• Exercise passage:

########################################

Lee M. Silver
Commentary published by Project Syndicate: An
association of World Newspapers (August 2002)
Since 1978, reproductive
biologists have helped couples overcome infertility by using increasingly
sophisticated techniques for generating and manipulating human embryos in
the laboratory. At the same time, molecular biologists have been working
to overcome human disease by deciphering the entire sequence of the human
genome and constructing tools to correct genetic and cellular defects. While
reproductive and molecular biologists focus on unrelated medical problems
- infertility and disease - combining their technologies produces reprogenetics,
which will allow us to design ourselves.
Reprogenetics will enable prospective parents to give their children genes
that they themselves do not carry, thereby increasing their offspring's
chances for health, longevity, happiness, and success - an appalling prospect
for many bioethicists. But is reprogenetics simply a new and more powerful
vehicle to repeat the abhorrent eugenic practices of the past? Or are reprogenetics
and eugenics fundamentally different from one another in terms of both
control and purpose?
Eugenics embodies the desire and attempts of a society's leaders to control
the breeding practices of its citizens, including the forcible sterilization
or murder of those deemed as carrying undesirable genes. Reprogenetics,
by contrast, is concerned with the question of what genes an individual
child will receive, not with the vague, unscientific goal of improving
a society's gene pool. Moreover, it gives control to individual prospective
parents. While eugenic practices led to a restriction of reproductive freedom
and worse, reprogenetics can do the opposite. It could help parents have
children with a higher likelihood of being healthy, without bringing direct
harm to anyone else.
Reprogenetics can be understood as an extension of parents' fundamental
motivation and desire: to protect their children and give them all possible
advantages in life. Parents in affluent societies already provide environmental
advantages to their children after birth; reprogenetics could allow them
to pursue the same objectives before birth.
Of course, neither environmental nor genetic advantages guarantee healthier,
happy, successful children. But the lack of guarantees does not prevent
parents from spending $140,000 to send their children to the elite private
university where I teach. If democratic societies allow people to spend
money to buy environmental advantages for children, how can they prohibit
parents from buying genetic advantages? If reprogenetics is used to increase
chances of health, happiness and success, what could be wrong with it?
Once issues of technical safety are resolved, a fundamental objection
to reprogenetics is its inherent unfairness to families unable to afford
it. All modern democratic societies must balance individual autonomy and
social justice. In the US, individual autonomy is of paramount importance.

########################################

• Material provided:
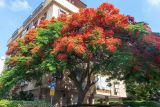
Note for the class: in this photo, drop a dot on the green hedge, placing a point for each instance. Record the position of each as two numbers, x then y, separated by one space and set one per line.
11 103
141 103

########################################

• Apply what you read:
(1) In the reprogenetics commentary, begin at the words "Reprogenetics can be" and stop after "objectives before birth.". Reproduce that span word for word.
(2) According to the reprogenetics commentary, combining the technologies of which two kinds of biologists produces reprogenetics?

• Solutions in order:
(1)
Reprogenetics can be understood as an extension of parents' fundamental
motivation and desire: to protect their children and give them all possible
advantages in life. Parents in affluent societies already provide environmental
advantages to their children after birth; reprogenetics could allow them
to pursue the same objectives before birth.

(2) Reproductive biologists and molecular biologists.